Check each line of the entries. Copy the ones that contain the string "puppy".
▼▼▼
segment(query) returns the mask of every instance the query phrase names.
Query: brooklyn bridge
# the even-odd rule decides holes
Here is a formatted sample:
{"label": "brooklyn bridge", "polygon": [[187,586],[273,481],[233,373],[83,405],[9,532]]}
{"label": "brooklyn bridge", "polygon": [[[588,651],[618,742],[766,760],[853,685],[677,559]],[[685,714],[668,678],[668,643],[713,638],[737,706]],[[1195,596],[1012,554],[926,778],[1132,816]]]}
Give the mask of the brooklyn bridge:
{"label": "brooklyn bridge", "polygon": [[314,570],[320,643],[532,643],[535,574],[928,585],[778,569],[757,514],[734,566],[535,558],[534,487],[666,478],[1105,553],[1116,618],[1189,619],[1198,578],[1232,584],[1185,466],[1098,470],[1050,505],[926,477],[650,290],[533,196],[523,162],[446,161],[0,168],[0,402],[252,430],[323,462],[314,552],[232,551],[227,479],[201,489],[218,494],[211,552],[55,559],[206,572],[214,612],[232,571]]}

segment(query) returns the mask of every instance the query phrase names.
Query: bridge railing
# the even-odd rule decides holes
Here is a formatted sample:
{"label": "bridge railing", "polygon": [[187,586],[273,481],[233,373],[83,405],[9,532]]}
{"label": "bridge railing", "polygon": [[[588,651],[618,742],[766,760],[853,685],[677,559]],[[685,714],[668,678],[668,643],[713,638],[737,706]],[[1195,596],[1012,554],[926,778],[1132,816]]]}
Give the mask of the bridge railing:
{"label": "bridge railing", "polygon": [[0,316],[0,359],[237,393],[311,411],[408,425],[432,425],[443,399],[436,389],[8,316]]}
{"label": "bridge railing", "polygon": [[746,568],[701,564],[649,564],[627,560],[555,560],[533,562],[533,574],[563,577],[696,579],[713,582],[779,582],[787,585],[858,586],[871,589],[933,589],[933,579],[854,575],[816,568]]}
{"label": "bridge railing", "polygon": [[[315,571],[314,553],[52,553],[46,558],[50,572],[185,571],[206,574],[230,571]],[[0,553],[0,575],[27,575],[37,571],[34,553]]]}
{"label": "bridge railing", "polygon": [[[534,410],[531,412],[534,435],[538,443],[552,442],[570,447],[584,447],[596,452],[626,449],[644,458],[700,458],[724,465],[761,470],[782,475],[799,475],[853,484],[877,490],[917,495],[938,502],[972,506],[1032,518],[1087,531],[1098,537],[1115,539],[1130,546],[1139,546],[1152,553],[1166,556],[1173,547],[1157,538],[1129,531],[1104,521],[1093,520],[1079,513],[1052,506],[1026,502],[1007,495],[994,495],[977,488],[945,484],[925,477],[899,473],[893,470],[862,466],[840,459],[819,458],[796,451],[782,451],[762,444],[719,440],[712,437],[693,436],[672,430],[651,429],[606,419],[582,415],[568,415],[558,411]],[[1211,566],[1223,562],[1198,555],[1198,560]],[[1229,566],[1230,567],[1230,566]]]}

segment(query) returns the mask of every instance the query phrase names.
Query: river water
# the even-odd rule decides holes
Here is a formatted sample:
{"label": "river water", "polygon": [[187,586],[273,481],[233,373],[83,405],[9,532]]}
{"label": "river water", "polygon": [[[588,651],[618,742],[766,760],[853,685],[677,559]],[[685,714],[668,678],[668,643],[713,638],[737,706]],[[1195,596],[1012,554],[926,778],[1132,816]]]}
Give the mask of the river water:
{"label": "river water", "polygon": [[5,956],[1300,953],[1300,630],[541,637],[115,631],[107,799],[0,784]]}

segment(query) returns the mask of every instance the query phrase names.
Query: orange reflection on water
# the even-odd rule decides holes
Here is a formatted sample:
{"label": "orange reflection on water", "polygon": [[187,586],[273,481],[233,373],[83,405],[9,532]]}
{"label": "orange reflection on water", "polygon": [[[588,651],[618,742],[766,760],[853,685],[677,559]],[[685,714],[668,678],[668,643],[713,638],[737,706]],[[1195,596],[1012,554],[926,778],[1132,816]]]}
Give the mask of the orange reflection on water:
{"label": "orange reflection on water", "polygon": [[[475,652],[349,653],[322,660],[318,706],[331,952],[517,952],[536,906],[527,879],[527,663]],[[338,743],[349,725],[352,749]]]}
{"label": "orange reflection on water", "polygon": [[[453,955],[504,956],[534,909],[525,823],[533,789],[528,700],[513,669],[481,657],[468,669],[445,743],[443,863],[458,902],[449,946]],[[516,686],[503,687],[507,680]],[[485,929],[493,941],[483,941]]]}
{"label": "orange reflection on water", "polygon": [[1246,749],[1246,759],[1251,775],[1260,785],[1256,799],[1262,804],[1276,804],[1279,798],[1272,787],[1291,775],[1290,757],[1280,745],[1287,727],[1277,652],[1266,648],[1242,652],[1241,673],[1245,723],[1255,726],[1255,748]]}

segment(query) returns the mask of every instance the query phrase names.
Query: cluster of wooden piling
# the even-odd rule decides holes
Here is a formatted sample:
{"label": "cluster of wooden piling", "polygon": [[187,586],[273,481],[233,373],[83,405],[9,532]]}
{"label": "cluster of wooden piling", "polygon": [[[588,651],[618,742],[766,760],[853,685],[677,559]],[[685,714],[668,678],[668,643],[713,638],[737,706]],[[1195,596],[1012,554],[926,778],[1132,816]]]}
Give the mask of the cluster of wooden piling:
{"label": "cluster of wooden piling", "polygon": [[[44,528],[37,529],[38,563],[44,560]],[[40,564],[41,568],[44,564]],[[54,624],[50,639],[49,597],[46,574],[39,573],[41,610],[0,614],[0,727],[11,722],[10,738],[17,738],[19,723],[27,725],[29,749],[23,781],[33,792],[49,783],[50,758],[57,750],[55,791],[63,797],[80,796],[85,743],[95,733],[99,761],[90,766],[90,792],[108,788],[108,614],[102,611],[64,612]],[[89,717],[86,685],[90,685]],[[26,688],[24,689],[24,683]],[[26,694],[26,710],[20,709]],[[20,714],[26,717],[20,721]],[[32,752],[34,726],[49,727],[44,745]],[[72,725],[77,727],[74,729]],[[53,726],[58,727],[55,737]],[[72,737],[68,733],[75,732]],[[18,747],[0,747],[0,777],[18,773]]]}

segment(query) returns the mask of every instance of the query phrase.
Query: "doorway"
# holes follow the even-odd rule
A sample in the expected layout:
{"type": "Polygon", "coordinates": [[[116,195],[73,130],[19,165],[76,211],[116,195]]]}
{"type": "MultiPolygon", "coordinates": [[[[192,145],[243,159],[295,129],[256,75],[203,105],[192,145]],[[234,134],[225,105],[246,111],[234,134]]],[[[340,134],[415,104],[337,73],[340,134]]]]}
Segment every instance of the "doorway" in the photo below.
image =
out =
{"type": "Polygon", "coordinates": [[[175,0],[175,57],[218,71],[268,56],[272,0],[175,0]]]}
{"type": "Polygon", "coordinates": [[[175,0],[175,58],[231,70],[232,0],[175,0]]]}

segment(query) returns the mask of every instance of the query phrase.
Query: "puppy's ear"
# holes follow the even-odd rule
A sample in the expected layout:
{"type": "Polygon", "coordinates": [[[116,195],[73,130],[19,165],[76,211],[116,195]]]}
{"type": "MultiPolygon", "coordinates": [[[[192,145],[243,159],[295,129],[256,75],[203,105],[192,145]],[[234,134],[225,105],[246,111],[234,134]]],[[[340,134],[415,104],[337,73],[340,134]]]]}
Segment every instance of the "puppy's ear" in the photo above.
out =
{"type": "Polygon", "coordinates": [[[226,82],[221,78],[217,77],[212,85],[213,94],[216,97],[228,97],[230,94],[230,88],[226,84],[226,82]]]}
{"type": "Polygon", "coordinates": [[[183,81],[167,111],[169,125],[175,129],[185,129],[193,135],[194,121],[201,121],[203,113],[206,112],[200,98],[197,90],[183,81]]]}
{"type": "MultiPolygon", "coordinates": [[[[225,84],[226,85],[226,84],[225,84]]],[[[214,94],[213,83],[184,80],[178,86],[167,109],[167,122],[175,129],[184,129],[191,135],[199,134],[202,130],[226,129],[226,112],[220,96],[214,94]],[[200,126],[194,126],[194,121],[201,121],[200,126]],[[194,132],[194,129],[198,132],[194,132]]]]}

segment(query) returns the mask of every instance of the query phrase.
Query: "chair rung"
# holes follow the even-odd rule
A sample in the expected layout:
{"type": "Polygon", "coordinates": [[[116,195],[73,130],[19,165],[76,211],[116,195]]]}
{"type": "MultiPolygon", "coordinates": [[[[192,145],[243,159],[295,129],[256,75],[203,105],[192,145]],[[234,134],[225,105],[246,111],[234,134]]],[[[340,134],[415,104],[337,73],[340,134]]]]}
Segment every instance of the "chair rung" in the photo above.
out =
▲▲▲
▶ **Completed task**
Query: "puppy's ear"
Segment every instance of the "puppy's ear" in the photo above.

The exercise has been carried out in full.